Required work: Write the entries below out again exactly, but skip the pictures.

Data for this exercise:

####

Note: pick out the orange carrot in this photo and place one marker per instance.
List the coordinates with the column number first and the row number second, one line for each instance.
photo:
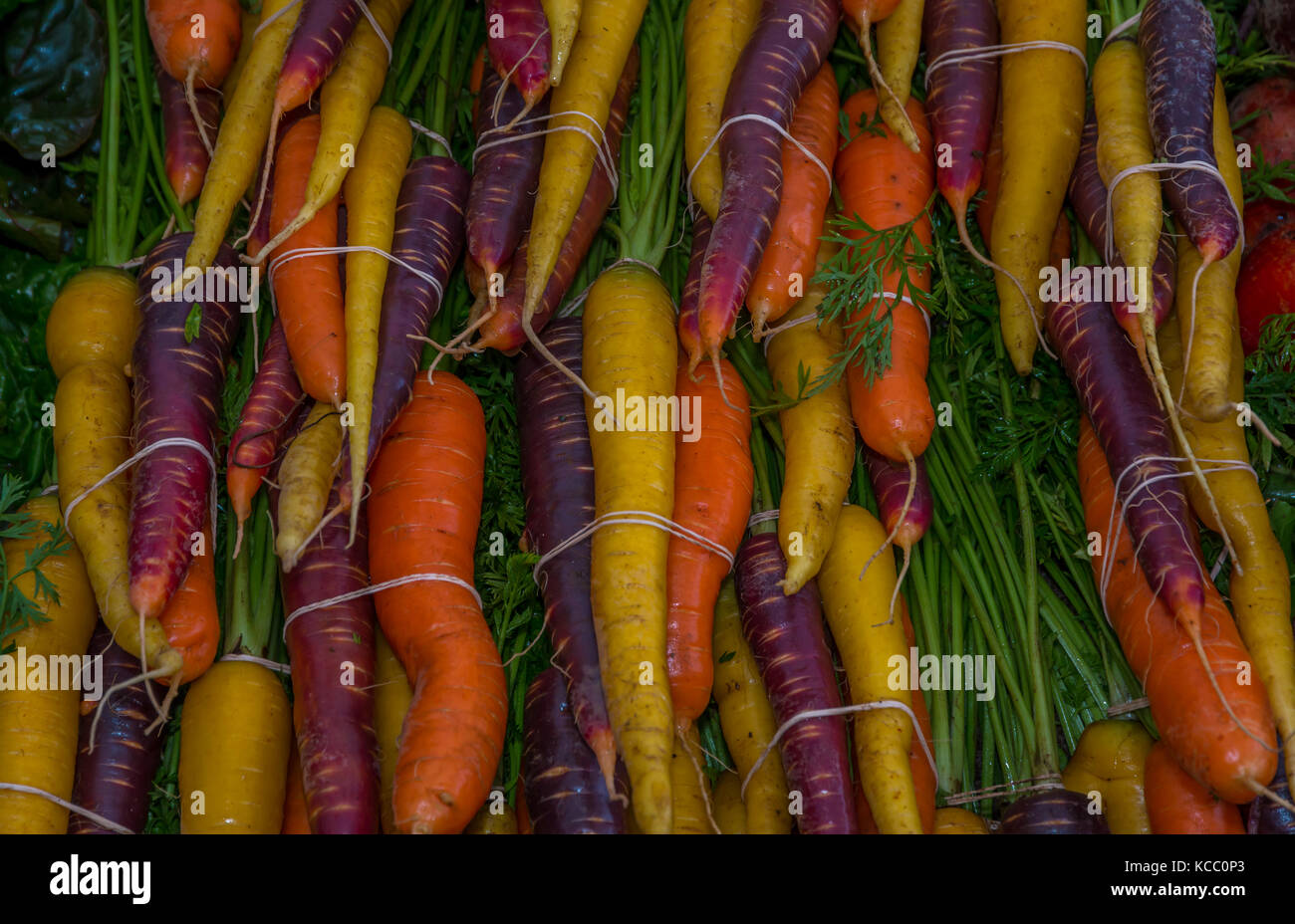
column 788, row 263
column 1178, row 806
column 422, row 521
column 309, row 289
column 713, row 480
column 1229, row 754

####

Answer space:
Note: pick out the orange carrot in this photo and place one marker per instance.
List the coordinates with the column number first and the row number second, one line for each instance.
photo:
column 788, row 263
column 1178, row 806
column 422, row 521
column 309, row 289
column 713, row 480
column 1229, row 754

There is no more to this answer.